Фрагмент документа:

Дело в том, что произведение существует как кусочек жизни, оно дает нам такое отношение, и вот происходит сдвижка во времени, и мы меняем наши оценки. Эта оценка начинает меняться, по мере того как события (события самого произведения во времени, события, которые описывают содержание или тему) отодвигаются от нас; мы меняем свое отношение к тому и другому, и вот тут начинается собственно организация музея. Если происходит сдвижка во времени, тогда впервые появляется диахрония, затем начинают выстраиваться ряды сопоставляемых произведений. Эта рядность есть необходимый момент существования их в музее.

Мы можем выстраивать самые разные ряды, например, по важности тематизма (это — про стахановцев, новаторов производства, космонавтов, — это хорошо, а это про вырождающиеся классы — это плохо). Мы можем выстраивать ряды в чисто исторической перспективе, ретроспективе (вот парижские выставки одна за другой, вот смена, приход новых школ, новых направлений, вот так было, вот основные картины). Но точно также мы можем начинать выстраивать соответствующие ряды по любой из развернутых мною функций, и при этом происходит переработка смыслов в значение.

Здесь все то же самое, как в речи–языке. Вот эта синтагматическая система (нижний сектор), где существует смысл текста, который я получаю, раз речь идет о коммуникации. С одной стороны, я понимаю этот смысл и строю его, опираясь на определенные значения, которые мне даны, а эти значения каждый раз строятся соответственно той или иной из этих функций. Смысл раскладывается благодаря этим рядам. Здесь организуется совершенно новая система. С другой стороны, сами смыслы непрерывно переходят в систему значений, в этот исторический музей. Каждое новое произведение меняет структурацию всей системы музея, внося в нее новое значение и заставляя переосмыслить через него всю свою прошлую историю. Поэтому идет непрерывная перестройка этих рядов. «История пишется все время заново». Это есть служба установления правды.

Важно подчеркнуть, что есть масса совершенно разных принципов и правил кодировки истории событий. < > Когда развертывается событие, оно немыслимо без критика. Итальянцы четко различают критика и искусствоведа, и все их конгрессы так и называются: «Конгресс художников, критиков и искусствоведов». Здесь необходим критик, который должен сказать что-то об этом произведении, опять-таки с опорой на свое профессиональное знание истории искусств или «мира искусства» и только он может дать авторитетную вкусовую оценку произведению. Он, по сути дела, в этой ситуации — эксперт…

Я, например, присутствовал одно время довольно часто в Москве на «подпольных» выставках, которые проводил Свердловский райком комсомола в кафе «Синяя птица». Туда приходили художники, они выставляли свои картины и начинался треп по поводу этого — нравится, не нравится, хорошо, плохо и т.д. Много художников приходило… хоть бы один критик пришел! Претензии к критикам — «вы не ходите к нам, не объясняете нам, что и как», потому что оказывалось, что поговорить в принципе невозможно. «Мне нравится, а тебе?» А мне не нравится, а тебе? и т.д.

Записи из набора данных
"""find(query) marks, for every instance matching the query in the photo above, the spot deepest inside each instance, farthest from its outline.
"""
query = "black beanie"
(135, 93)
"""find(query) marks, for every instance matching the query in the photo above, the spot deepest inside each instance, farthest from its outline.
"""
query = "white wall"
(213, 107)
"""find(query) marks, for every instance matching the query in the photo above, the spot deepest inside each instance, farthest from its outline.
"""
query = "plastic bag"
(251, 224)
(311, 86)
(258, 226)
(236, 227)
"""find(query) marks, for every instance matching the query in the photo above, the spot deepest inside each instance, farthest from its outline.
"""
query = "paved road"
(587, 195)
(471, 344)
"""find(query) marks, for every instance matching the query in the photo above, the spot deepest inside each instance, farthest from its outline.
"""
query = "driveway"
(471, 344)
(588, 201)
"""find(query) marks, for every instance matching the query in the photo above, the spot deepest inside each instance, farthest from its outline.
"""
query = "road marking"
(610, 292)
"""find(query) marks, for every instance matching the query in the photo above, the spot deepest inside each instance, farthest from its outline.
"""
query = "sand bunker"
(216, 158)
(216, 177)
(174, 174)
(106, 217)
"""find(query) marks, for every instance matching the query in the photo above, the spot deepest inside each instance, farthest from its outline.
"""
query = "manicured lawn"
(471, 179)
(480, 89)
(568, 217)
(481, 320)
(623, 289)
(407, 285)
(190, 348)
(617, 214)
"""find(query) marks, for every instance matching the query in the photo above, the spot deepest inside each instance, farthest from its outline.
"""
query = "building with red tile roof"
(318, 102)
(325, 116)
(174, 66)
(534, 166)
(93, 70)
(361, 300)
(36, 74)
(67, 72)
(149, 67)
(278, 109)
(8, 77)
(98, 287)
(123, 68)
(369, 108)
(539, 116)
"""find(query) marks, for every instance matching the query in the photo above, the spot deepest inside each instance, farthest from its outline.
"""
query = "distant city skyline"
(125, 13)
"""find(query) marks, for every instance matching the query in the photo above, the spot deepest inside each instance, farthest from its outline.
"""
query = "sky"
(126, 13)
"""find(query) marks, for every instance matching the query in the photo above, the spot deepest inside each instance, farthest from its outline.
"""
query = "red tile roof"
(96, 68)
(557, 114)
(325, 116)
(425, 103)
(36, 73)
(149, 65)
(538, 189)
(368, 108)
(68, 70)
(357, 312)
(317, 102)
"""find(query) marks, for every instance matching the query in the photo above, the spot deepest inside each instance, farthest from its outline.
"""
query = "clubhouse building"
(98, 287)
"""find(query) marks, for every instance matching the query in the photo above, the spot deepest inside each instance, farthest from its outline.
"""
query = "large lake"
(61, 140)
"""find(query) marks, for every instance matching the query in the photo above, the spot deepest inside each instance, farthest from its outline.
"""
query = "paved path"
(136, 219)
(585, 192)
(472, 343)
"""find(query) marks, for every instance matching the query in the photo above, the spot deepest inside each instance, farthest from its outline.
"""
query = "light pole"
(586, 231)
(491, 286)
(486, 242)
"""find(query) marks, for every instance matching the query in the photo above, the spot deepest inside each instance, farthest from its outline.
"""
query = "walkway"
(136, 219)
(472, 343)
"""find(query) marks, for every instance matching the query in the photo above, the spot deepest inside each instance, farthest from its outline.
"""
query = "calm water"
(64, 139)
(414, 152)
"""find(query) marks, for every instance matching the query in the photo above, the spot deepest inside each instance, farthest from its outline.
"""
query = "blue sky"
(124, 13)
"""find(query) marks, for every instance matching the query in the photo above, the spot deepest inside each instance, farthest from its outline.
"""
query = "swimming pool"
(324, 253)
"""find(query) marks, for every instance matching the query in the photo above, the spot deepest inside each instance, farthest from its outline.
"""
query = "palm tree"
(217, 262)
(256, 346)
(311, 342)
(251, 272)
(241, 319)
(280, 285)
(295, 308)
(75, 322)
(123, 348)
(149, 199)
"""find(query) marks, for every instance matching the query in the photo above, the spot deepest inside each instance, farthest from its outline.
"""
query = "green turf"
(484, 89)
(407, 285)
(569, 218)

Условие задания:
Где, согласно приведенному выше фрагменту о музее и художественной критике, Свердловский райком комсомола проводил «подпольные» выставки?

Результат выполнения:
В Москве, в кафе «Синяя птица».